Supplied text>
Reputation: 5563
I have been experimenting with a Keras example, which needs to import MNIST data
from keras.datasets import mnist
import numpy as np
(x_train, _), (x_test, _) = mnist.load_data()
It generates error messages such as Exception: URL fetch failure on https://s3.amazonaws.com/img-datasets/mnist.pkl.gz: None -- [Errno 110] Connection timed out
It should be related to the network environment I am using. Is there any function or code that can let me directly import the MNIST data set that has been manually downloaded?
I tried the following approach
import sys
import pickle
import gzip
f = gzip.open('/data/mnist.pkl.gz', 'rb')
if sys.version_info < (3,):
data = pickle.load(f)
else:
data = pickle.load(f, encoding='bytes')
f.close()
import numpy as np
(x_train, _), (x_test, _) = data
Then I get the following error message
Traceback (most recent call last):
File "test.py", line 45, in <module>
(x_train, _), (x_test, _) = data
ValueError: too many values to unpack (expected 2)

Problem 1> Rewrite the forum thread from "Reputation: 5563" to "f = gzip.open('/data/mnist.pkl.gz', 'rb')", swapping "network environment" for "proxy setup".
The records that follow are unrelated to the forum thread about loading MNIST data.

Data entries>
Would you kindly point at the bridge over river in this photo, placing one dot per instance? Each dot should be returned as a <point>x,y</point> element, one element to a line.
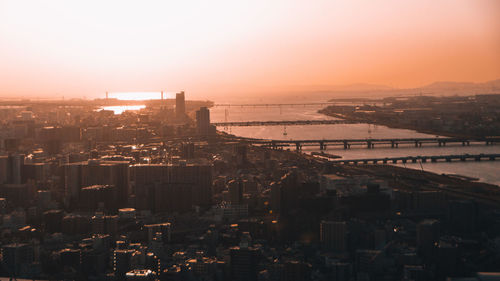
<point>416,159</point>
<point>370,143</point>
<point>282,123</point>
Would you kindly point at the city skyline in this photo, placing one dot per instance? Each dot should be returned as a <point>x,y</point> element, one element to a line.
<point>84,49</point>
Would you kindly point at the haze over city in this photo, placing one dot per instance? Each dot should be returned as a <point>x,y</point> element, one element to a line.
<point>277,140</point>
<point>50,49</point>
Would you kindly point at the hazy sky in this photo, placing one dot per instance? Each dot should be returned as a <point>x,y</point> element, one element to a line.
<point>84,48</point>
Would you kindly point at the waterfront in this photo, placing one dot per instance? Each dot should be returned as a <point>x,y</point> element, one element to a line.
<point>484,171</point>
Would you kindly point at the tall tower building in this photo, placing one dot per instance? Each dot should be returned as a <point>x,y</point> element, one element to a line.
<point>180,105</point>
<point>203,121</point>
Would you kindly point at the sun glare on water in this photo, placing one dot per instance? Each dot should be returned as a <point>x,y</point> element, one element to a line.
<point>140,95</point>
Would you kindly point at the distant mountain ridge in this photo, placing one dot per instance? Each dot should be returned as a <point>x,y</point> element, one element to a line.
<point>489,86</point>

Problem 2> Present the records as a Markdown table with the columns Row and Line, one numbered row per line. Cover the records from their first line to the line with "<point>282,123</point>", both included, and leave out blank lines and the pictures.

Finished answer 1>
Reputation: 5563
I have been experimenting with a Keras example, which needs to import MNIST data
from keras.datasets import mnist
import numpy as np
(x_train, _), (x_test, _) = mnist.load_data()
It generates error messages such as Exception: URL fetch failure on https://s3.amazonaws.com/img-datasets/mnist.pkl.gz: None -- [Errno 110] Connection timed out
It should be related to the proxy setup I am using. Is there any function or code that can let me directly import the MNIST data set that has been manually downloaded?
I tried the following approach
import sys
import pickle
import gzip
f = gzip.open('/data/mnist.pkl.gz', 'rb')

Finished answer 2>
| Row | Line |
|---|---|
| 1 | Would you kindly point at the bridge over river in this photo, placing one dot per instance? Each dot should be returned as a <point>x,y</point> element, one element to a line. |
| 2 | <point>416,159</point> |
| 3 | <point>370,143</point> |
| 4 | <point>282,123</point> |